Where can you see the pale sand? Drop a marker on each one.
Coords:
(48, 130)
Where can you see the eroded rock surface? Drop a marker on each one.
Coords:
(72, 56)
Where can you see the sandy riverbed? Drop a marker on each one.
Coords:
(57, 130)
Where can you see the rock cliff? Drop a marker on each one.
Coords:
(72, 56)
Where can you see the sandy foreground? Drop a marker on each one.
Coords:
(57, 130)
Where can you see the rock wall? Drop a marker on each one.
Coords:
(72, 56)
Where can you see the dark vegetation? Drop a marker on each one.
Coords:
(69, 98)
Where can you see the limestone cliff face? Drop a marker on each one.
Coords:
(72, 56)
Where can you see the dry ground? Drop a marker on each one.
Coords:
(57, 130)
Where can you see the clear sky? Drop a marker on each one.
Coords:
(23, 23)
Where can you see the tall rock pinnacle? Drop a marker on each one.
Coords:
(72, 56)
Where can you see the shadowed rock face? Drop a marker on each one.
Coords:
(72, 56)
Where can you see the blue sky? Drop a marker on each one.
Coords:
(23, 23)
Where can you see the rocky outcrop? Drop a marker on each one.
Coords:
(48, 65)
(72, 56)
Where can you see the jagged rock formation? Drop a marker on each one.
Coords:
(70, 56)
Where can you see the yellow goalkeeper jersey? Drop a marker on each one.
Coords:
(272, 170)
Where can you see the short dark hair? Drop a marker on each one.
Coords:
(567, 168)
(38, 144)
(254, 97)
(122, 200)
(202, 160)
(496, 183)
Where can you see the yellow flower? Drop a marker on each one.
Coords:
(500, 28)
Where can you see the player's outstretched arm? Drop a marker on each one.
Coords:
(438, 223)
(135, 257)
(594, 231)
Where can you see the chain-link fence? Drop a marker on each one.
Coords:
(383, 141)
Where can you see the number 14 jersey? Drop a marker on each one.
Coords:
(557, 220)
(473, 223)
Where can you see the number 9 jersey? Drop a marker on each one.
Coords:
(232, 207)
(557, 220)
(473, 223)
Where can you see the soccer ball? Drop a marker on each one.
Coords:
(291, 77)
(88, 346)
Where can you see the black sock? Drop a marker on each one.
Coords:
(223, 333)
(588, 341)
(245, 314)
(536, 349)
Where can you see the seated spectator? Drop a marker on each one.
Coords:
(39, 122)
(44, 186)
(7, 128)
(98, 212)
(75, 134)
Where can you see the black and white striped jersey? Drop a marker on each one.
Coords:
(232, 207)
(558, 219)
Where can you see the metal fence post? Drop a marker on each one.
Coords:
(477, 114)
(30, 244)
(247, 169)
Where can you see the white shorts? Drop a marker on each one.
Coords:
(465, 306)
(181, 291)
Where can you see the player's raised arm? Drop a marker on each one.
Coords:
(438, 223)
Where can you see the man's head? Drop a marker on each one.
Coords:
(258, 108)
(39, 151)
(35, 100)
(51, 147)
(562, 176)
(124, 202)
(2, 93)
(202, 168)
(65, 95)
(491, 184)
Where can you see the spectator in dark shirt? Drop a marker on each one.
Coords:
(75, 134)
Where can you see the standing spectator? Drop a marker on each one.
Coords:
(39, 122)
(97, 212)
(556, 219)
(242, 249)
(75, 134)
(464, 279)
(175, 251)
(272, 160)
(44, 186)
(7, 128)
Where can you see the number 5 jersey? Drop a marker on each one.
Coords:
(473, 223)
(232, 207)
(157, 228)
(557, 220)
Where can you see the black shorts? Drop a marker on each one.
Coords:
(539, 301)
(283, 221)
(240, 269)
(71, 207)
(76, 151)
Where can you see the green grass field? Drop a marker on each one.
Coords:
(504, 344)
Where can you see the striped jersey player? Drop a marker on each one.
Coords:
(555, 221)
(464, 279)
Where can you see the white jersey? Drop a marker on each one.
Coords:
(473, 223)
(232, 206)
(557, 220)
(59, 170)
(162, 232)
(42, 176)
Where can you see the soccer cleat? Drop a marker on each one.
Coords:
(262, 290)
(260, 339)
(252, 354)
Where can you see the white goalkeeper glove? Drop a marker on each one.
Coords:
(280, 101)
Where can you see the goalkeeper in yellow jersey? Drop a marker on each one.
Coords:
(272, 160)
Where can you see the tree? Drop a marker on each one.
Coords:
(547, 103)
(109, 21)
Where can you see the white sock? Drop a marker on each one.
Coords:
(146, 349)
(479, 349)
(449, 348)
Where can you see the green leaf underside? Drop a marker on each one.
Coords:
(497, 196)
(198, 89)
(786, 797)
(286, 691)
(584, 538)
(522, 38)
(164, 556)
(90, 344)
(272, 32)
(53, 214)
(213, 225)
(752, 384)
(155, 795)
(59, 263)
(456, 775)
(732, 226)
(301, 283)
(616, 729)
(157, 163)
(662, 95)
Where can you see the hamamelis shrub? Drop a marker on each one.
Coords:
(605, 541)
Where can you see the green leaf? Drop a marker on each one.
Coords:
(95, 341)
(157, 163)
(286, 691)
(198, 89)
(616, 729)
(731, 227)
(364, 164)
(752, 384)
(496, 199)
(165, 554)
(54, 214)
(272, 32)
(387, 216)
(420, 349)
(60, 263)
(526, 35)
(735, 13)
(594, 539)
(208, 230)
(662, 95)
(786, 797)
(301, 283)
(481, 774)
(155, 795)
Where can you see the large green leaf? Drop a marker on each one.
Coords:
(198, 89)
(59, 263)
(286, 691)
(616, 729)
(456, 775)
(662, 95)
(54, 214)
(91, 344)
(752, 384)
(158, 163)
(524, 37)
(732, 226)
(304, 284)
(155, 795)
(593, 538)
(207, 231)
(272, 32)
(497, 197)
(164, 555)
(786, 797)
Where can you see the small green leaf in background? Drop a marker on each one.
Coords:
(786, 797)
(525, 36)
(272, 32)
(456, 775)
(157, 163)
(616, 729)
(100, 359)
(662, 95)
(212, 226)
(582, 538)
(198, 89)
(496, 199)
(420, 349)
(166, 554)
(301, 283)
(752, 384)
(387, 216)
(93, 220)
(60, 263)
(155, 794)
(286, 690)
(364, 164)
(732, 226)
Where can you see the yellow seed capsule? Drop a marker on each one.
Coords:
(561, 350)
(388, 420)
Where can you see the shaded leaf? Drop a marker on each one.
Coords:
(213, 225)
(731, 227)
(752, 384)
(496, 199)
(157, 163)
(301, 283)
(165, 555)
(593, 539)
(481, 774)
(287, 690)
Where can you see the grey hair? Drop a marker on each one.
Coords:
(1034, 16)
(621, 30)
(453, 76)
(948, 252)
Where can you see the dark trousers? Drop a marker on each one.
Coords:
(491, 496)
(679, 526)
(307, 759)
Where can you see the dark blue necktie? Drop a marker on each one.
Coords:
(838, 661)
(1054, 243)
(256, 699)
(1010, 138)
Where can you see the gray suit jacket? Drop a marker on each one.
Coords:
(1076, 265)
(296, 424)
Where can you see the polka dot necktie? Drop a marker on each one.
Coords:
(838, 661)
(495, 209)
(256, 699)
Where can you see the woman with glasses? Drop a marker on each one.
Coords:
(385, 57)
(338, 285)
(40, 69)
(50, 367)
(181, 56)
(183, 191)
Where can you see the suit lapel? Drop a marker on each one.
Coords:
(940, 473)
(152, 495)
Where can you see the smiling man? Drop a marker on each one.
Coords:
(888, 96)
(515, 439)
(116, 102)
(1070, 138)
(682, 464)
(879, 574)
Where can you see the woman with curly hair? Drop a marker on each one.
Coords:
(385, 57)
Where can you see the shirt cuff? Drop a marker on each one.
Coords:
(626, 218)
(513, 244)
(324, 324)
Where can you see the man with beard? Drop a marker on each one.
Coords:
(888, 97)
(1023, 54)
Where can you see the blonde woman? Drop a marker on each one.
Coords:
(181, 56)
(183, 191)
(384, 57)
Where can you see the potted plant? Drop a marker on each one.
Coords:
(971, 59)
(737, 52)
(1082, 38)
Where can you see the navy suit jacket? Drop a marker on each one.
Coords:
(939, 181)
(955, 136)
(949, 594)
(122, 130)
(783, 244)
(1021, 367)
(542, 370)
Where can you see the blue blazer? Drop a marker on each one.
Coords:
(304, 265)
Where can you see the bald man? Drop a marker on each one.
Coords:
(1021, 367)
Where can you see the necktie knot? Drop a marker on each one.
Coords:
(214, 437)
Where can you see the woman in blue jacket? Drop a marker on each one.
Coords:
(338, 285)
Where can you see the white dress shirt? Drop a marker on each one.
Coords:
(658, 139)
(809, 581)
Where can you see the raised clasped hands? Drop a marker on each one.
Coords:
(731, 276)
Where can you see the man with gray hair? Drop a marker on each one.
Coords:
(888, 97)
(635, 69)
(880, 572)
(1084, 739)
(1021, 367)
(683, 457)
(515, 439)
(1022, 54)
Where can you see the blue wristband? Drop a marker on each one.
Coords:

##############################

EXERCISE GOAL >> Each line from the one containing "Where can you see the suit" to the end of the records should be echoed exactly, and no other line.

OUTPUT FOR THIS TASK >>
Where can you see the suit lapel? Drop a marker on each one.
Coords:
(940, 473)
(152, 495)
Where can you see the smiling man? Drop a marker on each one.
Coords:
(888, 96)
(515, 439)
(116, 102)
(1070, 138)
(682, 464)
(879, 574)
Where can you see the woman with curly hair? Drop a marker on each one.
Coords:
(385, 57)
Where can you see the shirt cuff? Drop a marker on each one.
Coords:
(626, 218)
(513, 244)
(324, 324)
Where can you see the man with beard? Drop a marker on each one.
Coords:
(888, 97)
(1023, 54)
Where can you see the blonde woman? Drop a marker on each one.
Coords:
(181, 56)
(183, 191)
(384, 57)
Where can you see the potted plant? Drop a marker on each one.
Coords:
(971, 59)
(737, 52)
(1082, 38)
Where can you see the navy suit jacket? Drop a marker on each one.
Coords:
(939, 181)
(955, 136)
(949, 594)
(122, 130)
(783, 244)
(1021, 367)
(542, 370)
Where can you see the blue blazer? Drop a marker on each one.
Coords:
(304, 265)
Where can you see the bald man? Drop a marker on each one.
Coords:
(1021, 367)
Where can you see the necktie knot? Drop a marker on each one.
Coords:
(214, 437)
Where can you see the woman in blue jacket? Drop a marker on each one.
Coords:
(338, 285)
Where can you see the white dress shirt? Drop a marker on each one.
Coords:
(658, 139)
(809, 581)
Where can you see the raised clasped hands? Drop a marker on each one.
Coords:
(731, 276)
Where can you see the man with gray hair? Drop a marker on each one.
Coords:
(888, 97)
(635, 69)
(880, 572)
(1084, 739)
(1021, 367)
(683, 457)
(515, 439)
(1022, 54)
Where can you see the blue wristband? Drop a marker on each one.
Coords:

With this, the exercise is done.